----- Trecho para leitura -----
Um dos observadores das cenas do Maracanã, também denominadas de "tragédia" em
incontáveis narrativas, é Álvaro
Young Bozza, 78, que cobriu a
peleja decisiva daquele Mundial pelo "Correio Popular",
jornal de Campinas, a 95 km a
noroeste de São Paulo.
"Tudo estava lotado. O gerente do Serrador quebrou o
galho: alugou uma poltrona no
saguão do hotel. Ali, a gente
dormiu revezando até a manhã,
quando saímos para o estádio",
recorda Bozza, que na época,
aos 21 anos, era um foca (jornalista novato, inexperiente).
Ele lembra que torcedores
dormiam na praia e nas praças.
"Faziam as necessidades fisiológicas ali mesmo", recorda.
O jornal enviou uma dupla
para a cobertura -o chefe de
esportes João Caetano Monteiro Filho e Bozza- que desembarcou na véspera da decisão
no aeroporto Santos Dumont.
Dali, seguiu direto para o credenciamento. "Mostramos os
documentos, e o ingresso especial logo saiu. No domingo, foi
difícil alcançar o reservado no
estádio. Tinha muita gente."
Chegar ao Rio foi fácil; a volta, após a derrota, complicou.
"Não conseguimos avião.
Voltamos de trem só na segunda-feira à noite, depois de muita cerveja nos botequins, onde
a derrota era o único assunto."
Para a dupla de jornalistas, o
tropeço da seleção no "Maior
do Mundo" (Maracanã) não ficou restrito ao gramado.
Não tinha telex e uma ligação
telefônica, que já era difícil, naquelas circunstâncias ficou
quase impossível. Além disso,
teve o atraso na viagem.
"Resultado: o jogo saiu publicado, um registro, na quarta-feira", diz Bozza, emendando
uma gargalhada. E completa:
"Isso é algo inimaginável hoje".
Nas Copas seguintes -Suíça-54, Suécia-58, Chile-62, Inglaterra-66 e México-70-, o jornal foi impresso logo após as finais, mas basicamente com informações colhidas pelo rádio.
"No tri do Brasil, colocamos
um tablóide na rua 15 minutos
depois da vitória no México",
afirma Bozza, com orgulho.
Até a epopéia da viagem ao
Rio, o foca do "Correio" vinha
cobrindo o grupo de Minas no
Mundial, no qual o destaque
era a seleção da Inglaterra, surpreendida de forma espetacular pelo time dos EUA.
As informações das agências
noticiosas chegavam pelo trem,
lembra Bozza. Eram textos especiais, que ajudavam a compor as edições. O noticiário
"quente" saía das transmissões
de rádio, já que não tinha TV.
A voz de Bozza sobe o tom
quando o assunto é a seleção
brasileira. Segundo ele, quando
o jogo acabou, o Maracanã parecia um túmulo, tal o silêncio.
"Especulou-se muito sobre a
falha do goleiro Barbosa, mas,
para mim, aquela foi a seleção
mais covarde da história. Tão
favorita, e badalada por torcedores e políticos, perdeu a concentração e não reagiu."
----- Material fornecido -----
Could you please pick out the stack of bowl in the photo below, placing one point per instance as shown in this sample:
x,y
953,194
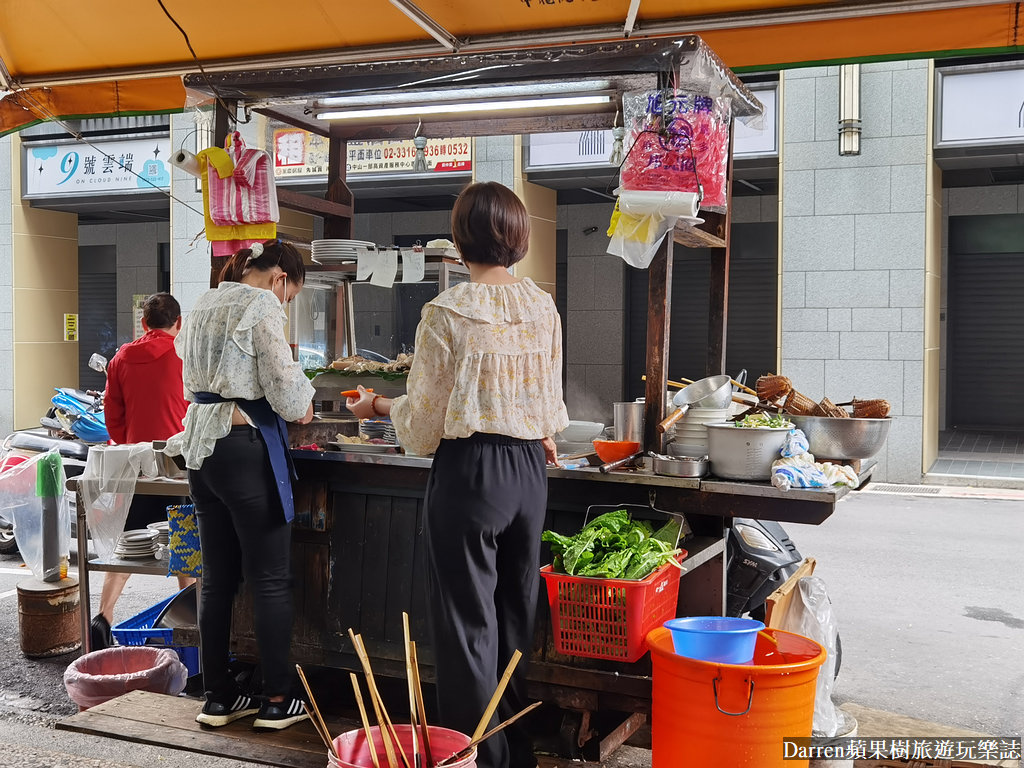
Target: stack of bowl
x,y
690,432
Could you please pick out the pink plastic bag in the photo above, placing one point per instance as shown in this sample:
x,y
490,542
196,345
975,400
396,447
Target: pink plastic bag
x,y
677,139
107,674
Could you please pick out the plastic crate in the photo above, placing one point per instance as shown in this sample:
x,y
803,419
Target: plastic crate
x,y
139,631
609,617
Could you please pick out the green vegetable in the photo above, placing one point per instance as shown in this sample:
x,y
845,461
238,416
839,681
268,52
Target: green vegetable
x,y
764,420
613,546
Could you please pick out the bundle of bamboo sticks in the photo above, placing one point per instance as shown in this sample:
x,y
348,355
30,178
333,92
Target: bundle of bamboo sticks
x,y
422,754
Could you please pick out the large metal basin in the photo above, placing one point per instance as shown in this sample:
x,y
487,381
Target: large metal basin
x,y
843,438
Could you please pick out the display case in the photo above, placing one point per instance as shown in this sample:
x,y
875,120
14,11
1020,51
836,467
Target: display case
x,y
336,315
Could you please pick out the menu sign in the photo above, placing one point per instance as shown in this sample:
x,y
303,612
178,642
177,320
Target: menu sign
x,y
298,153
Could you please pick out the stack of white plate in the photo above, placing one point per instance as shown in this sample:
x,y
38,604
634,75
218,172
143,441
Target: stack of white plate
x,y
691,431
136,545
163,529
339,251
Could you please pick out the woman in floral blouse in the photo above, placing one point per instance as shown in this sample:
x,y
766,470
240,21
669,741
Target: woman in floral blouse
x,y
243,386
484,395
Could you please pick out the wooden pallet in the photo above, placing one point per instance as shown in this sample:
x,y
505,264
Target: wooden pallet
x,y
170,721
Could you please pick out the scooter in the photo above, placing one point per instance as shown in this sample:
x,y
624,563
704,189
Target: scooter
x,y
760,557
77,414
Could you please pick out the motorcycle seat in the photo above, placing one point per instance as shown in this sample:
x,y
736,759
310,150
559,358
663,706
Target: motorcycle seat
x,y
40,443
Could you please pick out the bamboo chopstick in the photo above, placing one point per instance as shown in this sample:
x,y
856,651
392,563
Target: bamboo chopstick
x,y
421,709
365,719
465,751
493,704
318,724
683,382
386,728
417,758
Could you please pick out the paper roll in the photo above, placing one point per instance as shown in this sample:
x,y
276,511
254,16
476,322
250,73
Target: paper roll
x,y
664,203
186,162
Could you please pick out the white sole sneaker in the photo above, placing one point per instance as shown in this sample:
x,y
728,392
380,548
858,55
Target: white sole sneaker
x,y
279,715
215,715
-----
**Suas tarefas:**
1. Responda com base no trecho sobre a cobertura da final no Maracanã:
(a) Por qual jornal Bozza cobriu a partida decisiva daquele Mundial?
(b) Em qual aeroporto a dupla de jornalistas desembarcou?
(c) Em que dia da semana o jogo saiu publicado?
2. Transcreva do trecho a passagem que começa com "O jornal enviou" e segue até "aeroporto Santos Dumont.", inclusive.
A listagem não é necessária para realizar o que se pede.

**Tarefas resolvidas:**
1.
(a) Pelo "Correio Popular", jornal de Campinas.
(b) No aeroporto Santos Dumont.
(c) Na quarta-feira.

2.
O jornal enviou uma dupla
para a cobertura -o chefe de
esportes João Caetano Monteiro Filho e Bozza- que desembarcou na véspera da decisão
no aeroporto Santos Dumont.